ANFORDERUNGEN:
Gib die Zeilen vom Anfang der Einträge bis einschließlich der Zeile mit „[416,630,421,668]“ vollständig wieder, Textzeilen eingeschlossen, und skaliere dabei jede Koordinate der Begrenzungsrahmen mit 0,35, auf ganze Zahlen gerundet (Hälften aufgerundet). Lass die Bilder in der Antwort weg.

↓↓↓

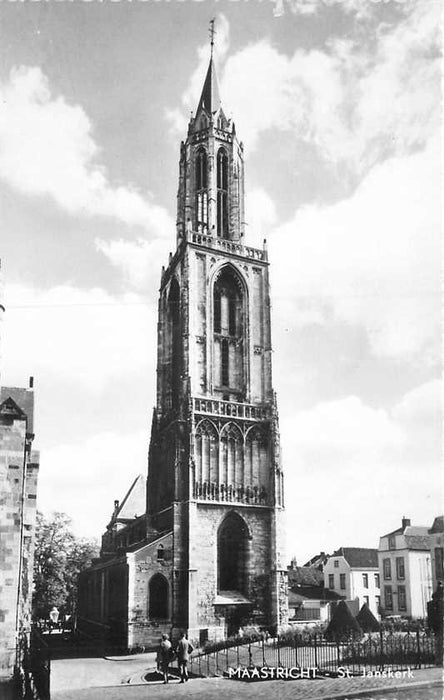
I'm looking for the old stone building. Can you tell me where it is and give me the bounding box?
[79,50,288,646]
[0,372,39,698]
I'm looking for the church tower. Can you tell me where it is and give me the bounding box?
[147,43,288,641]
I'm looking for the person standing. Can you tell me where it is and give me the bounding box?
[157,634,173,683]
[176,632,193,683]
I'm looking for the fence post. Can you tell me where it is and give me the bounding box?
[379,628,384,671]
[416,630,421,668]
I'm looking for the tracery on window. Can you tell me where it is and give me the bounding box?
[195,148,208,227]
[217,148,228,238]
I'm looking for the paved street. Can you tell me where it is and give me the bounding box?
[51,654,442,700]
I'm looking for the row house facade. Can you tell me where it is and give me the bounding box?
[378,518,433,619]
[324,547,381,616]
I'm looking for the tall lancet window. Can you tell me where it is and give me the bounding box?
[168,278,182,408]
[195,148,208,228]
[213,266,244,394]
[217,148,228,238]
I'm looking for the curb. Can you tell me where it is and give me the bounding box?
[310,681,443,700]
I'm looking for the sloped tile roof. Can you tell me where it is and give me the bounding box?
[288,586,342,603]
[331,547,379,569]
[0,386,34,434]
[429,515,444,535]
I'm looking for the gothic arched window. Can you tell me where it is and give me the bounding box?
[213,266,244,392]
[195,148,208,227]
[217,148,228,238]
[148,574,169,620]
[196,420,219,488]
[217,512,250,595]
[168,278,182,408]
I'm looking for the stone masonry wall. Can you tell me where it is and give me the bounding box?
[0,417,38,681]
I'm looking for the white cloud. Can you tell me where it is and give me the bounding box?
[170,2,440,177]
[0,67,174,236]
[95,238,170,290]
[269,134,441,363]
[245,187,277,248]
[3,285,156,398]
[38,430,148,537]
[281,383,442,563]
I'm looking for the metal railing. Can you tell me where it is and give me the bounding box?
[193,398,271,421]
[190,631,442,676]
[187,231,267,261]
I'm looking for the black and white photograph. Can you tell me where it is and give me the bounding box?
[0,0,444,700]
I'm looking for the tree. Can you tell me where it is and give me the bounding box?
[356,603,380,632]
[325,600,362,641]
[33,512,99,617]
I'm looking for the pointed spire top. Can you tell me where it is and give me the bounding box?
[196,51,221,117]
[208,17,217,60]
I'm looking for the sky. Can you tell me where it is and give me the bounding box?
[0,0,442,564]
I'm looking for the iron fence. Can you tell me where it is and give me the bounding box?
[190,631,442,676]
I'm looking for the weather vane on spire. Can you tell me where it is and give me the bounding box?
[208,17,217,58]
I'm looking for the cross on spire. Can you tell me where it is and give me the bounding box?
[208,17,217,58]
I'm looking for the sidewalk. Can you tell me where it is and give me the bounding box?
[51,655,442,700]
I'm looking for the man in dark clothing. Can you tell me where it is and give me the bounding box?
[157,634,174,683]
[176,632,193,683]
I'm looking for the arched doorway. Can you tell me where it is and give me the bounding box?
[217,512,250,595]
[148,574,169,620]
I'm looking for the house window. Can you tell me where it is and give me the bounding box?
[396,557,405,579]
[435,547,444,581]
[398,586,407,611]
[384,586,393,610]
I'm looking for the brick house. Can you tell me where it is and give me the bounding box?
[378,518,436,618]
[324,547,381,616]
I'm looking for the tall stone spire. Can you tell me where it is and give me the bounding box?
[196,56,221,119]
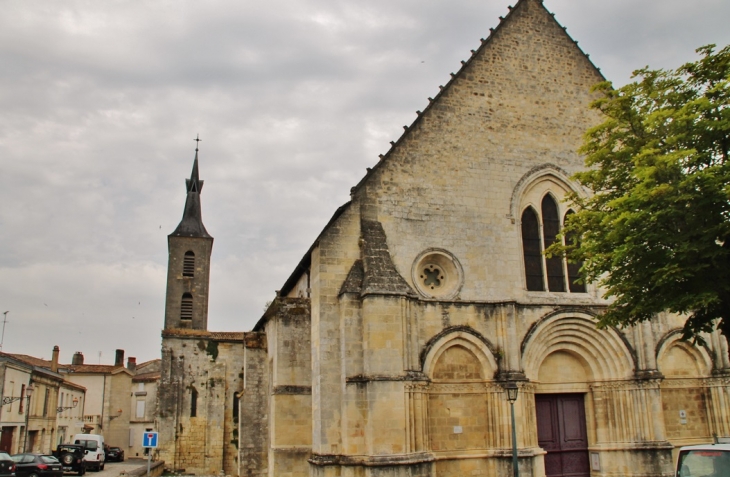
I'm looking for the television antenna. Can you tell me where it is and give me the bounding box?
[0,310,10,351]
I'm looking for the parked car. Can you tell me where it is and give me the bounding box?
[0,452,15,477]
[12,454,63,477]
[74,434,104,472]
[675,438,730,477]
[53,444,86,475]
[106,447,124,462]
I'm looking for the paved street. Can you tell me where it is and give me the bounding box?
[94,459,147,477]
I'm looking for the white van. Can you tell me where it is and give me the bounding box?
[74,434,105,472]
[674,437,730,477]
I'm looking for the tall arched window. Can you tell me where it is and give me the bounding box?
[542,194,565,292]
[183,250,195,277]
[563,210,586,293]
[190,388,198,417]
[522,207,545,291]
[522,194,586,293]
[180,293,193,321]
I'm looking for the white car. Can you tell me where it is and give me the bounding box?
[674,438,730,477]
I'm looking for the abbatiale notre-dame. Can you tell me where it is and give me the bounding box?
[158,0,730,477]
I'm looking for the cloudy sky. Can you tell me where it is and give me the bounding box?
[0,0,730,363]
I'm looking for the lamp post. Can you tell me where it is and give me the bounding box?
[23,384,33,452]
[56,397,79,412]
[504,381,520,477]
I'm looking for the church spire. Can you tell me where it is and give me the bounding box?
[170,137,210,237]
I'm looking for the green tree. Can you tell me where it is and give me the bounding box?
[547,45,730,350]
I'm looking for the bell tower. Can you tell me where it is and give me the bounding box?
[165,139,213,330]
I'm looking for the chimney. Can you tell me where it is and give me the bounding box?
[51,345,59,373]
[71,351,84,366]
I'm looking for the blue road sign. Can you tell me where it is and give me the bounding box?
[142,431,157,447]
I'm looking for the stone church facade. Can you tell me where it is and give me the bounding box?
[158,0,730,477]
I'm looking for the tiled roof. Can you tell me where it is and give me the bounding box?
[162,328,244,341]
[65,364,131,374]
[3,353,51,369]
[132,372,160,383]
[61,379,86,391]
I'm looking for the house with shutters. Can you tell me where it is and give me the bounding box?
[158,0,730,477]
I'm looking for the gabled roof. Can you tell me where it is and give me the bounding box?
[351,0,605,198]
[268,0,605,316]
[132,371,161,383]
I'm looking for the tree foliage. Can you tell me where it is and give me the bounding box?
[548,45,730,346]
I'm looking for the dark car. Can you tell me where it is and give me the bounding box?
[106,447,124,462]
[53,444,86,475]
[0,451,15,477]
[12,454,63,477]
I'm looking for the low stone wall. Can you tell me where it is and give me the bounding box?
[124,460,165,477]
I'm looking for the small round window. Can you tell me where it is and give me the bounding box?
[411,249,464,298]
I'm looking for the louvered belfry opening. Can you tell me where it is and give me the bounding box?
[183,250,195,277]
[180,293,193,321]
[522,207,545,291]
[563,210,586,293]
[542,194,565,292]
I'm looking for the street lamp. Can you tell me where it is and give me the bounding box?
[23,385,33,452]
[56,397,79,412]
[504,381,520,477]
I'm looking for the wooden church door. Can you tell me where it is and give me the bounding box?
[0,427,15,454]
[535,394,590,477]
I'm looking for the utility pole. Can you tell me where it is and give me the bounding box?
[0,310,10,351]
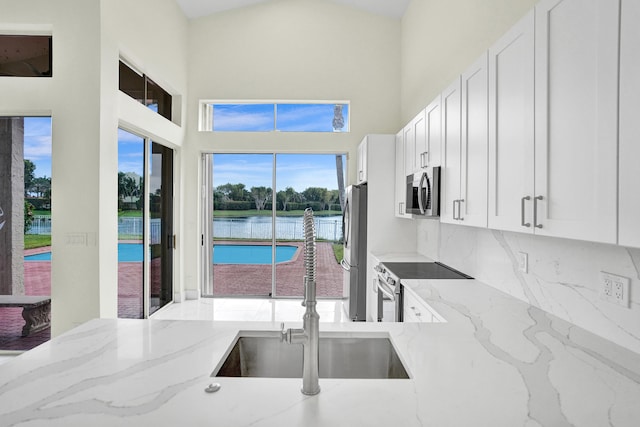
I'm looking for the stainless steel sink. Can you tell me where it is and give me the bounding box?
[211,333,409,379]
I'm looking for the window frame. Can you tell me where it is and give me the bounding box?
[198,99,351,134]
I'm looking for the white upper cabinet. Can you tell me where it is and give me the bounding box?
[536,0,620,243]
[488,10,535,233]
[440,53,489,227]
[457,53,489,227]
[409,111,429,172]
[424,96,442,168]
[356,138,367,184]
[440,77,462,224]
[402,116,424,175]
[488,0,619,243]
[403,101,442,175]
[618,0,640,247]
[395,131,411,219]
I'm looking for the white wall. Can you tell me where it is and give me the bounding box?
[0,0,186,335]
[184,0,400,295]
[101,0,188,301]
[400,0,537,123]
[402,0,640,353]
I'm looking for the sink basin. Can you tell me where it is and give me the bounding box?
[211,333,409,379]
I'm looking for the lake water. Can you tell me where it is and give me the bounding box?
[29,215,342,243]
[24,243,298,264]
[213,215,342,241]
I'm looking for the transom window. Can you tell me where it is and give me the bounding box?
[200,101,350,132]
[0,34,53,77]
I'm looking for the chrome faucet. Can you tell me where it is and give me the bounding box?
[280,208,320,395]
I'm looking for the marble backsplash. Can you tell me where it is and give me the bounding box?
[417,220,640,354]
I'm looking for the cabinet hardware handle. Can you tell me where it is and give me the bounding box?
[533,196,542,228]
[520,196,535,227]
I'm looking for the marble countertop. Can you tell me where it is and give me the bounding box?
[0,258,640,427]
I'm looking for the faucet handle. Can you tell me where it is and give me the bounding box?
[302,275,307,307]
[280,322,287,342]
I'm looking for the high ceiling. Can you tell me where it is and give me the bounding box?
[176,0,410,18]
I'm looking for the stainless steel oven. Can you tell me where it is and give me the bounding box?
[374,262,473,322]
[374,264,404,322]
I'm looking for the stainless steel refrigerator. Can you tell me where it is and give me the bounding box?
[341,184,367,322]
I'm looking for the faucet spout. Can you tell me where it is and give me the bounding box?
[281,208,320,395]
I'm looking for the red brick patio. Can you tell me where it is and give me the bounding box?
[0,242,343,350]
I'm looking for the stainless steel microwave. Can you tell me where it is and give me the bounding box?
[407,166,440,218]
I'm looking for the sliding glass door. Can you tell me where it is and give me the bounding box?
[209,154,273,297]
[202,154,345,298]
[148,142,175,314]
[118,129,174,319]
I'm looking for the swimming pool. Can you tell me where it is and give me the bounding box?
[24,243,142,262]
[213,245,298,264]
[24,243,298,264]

↑↑↑

SCHRIFTLICHE ANTWORT:
I'm looking for the old stone building. Can you tell me where it is and give me the bounding box?
[28,18,101,226]
[0,130,14,244]
I'm looking for the church tower. Can you tell me where it is and give me the bounding box?
[51,15,101,224]
I'm looking for the person standing. Can you tell me where it is and give me the bounding box?
[55,222,61,239]
[62,221,68,239]
I'm looking for the fence post. Can you tell me where it is and give me the bounding box?
[133,220,134,235]
[146,221,147,234]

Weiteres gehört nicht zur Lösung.